** WHAT NEEDS TO BE DONE **
Once the line containing "# point at: green stem (one per instance)" is located, give it again exactly, together with each line that follows it to the end of the entries, and add nothing else.

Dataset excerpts
_ _ _ _

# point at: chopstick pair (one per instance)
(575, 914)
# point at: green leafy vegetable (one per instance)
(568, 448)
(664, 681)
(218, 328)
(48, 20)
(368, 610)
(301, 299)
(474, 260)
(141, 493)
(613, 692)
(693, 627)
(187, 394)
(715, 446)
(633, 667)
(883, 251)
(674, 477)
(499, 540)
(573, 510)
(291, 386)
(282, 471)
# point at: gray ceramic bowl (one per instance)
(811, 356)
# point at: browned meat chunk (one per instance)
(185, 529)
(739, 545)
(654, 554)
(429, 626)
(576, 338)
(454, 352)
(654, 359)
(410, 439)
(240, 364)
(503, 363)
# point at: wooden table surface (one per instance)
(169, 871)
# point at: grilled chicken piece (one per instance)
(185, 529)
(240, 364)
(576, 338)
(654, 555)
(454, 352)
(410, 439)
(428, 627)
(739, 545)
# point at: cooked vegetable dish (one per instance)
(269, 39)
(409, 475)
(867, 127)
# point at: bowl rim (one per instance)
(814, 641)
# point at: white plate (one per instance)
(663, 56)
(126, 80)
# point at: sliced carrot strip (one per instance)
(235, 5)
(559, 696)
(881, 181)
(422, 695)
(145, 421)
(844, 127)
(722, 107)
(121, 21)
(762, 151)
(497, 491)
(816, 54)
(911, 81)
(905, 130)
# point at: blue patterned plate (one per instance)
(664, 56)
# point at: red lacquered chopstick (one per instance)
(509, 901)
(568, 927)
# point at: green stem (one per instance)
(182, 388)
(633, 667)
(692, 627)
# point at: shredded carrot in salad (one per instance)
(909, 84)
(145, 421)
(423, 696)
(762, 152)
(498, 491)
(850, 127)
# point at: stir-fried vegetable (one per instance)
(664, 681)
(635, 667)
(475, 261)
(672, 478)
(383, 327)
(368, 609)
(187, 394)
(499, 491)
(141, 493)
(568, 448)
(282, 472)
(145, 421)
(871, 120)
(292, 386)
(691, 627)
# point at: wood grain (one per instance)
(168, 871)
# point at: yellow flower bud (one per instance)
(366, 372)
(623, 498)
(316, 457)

_ _ _ _

** COMPLETED EXERCISE **
# point at: green stem (one per instance)
(182, 388)
(633, 667)
(692, 627)
# point at: shredded carrot in salad (one per instance)
(909, 84)
(145, 421)
(423, 696)
(762, 152)
(498, 491)
(850, 127)
# point at: stir-fried vegetable (one per instance)
(664, 681)
(635, 667)
(475, 261)
(672, 478)
(383, 327)
(368, 609)
(187, 394)
(499, 491)
(141, 493)
(568, 448)
(282, 472)
(145, 421)
(871, 120)
(292, 386)
(691, 627)
# point at: wood grain (one per instance)
(168, 871)
# point at: yellow flower bud (one per instance)
(366, 372)
(623, 498)
(316, 457)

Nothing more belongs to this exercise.